_Passage provided_
What developers should be doing in readiness for Windows 7

I apologise. I’m sorry. I sympathise. I do, really. I completely understand that:

Discovering an application is broken that previously used to work great is simply not fun

and

Fixing the application to work again is also simply not fun

Especially if you didn’t originally write the application or if you did, it was many years back and you had hoped never to revisit the code again. Worse still, you don’t have the source code :-(

Sometimes the right thing is not fun

However, sometimes we have to do things which aren’t fun as they are the right thing to do. Which leads me to Windows Vista and Windows 7. We elected to go with some tough choices when we designed these operating systems that would tighten security and reliability but at the cost of breaking some applications which were running fine on Windows XP. Some of these application broke because the developers were using “bad practices” but some broke simply because we had chosen to introduce a better and different architecture with Windows Vista. In either case we did try very hard to help developers determine if their applications broke on Windows Vista and gave them the advice and tools and assistance to help them get those applications working again. Which didn’t transform it into “fun” but did make it doable.

_Point labeling examples_
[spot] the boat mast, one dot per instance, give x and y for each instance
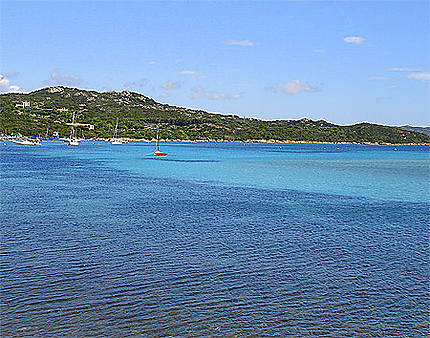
(116, 128)
(72, 131)
(157, 142)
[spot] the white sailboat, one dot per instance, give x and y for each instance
(114, 139)
(27, 142)
(73, 141)
(157, 151)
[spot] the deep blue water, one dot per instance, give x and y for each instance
(215, 240)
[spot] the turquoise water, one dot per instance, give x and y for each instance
(215, 239)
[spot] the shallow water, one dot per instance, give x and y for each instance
(215, 240)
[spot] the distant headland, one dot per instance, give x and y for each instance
(49, 110)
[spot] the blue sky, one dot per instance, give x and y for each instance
(342, 61)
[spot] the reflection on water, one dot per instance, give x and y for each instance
(89, 248)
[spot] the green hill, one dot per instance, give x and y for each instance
(51, 108)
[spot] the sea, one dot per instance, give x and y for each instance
(214, 240)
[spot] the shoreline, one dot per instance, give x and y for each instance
(125, 139)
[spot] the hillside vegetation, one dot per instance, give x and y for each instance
(51, 108)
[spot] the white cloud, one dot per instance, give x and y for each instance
(243, 43)
(139, 83)
(377, 78)
(170, 85)
(200, 92)
(354, 39)
(401, 69)
(420, 76)
(11, 74)
(57, 78)
(293, 87)
(6, 87)
(189, 72)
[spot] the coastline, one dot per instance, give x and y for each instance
(271, 141)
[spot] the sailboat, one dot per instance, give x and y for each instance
(27, 142)
(157, 151)
(73, 141)
(115, 140)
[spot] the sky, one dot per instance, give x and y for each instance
(341, 61)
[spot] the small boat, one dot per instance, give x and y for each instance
(157, 151)
(73, 141)
(114, 139)
(25, 142)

_Exercise set_
#1 Translate this sentence from the Windows 7 post into Spanish: "However, sometimes we have to do things which aren't fun as they are the right thing to do."
#2 According to the Windows 7 post, what two things were the tough design choices for Windows Vista and Windows 7 meant to tighten?
#3 From the Windows 7 post, repeat the passage from "However, sometimes we" up to and including "make it doable.".

_Full solutions_
#1 Sin embargo, a veces tenemos que hacer cosas que no son divertidas porque son lo correcto.

#2 Security and reliability.

#3
However, sometimes we have to do things which aren’t fun as they are the right thing to do. Which leads me to Windows Vista and Windows 7. We elected to go with some tough choices when we designed these operating systems that would tighten security and reliability but at the cost of breaking some applications which were running fine on Windows XP. Some of these application broke because the developers were using “bad practices” but some broke simply because we had chosen to introduce a better and different architecture with Windows Vista. In either case we did try very hard to help developers determine if their applications broke on Windows Vista and gave them the advice and tools and assistance to help them get those applications working again. Which didn’t transform it into “fun” but did make it doable.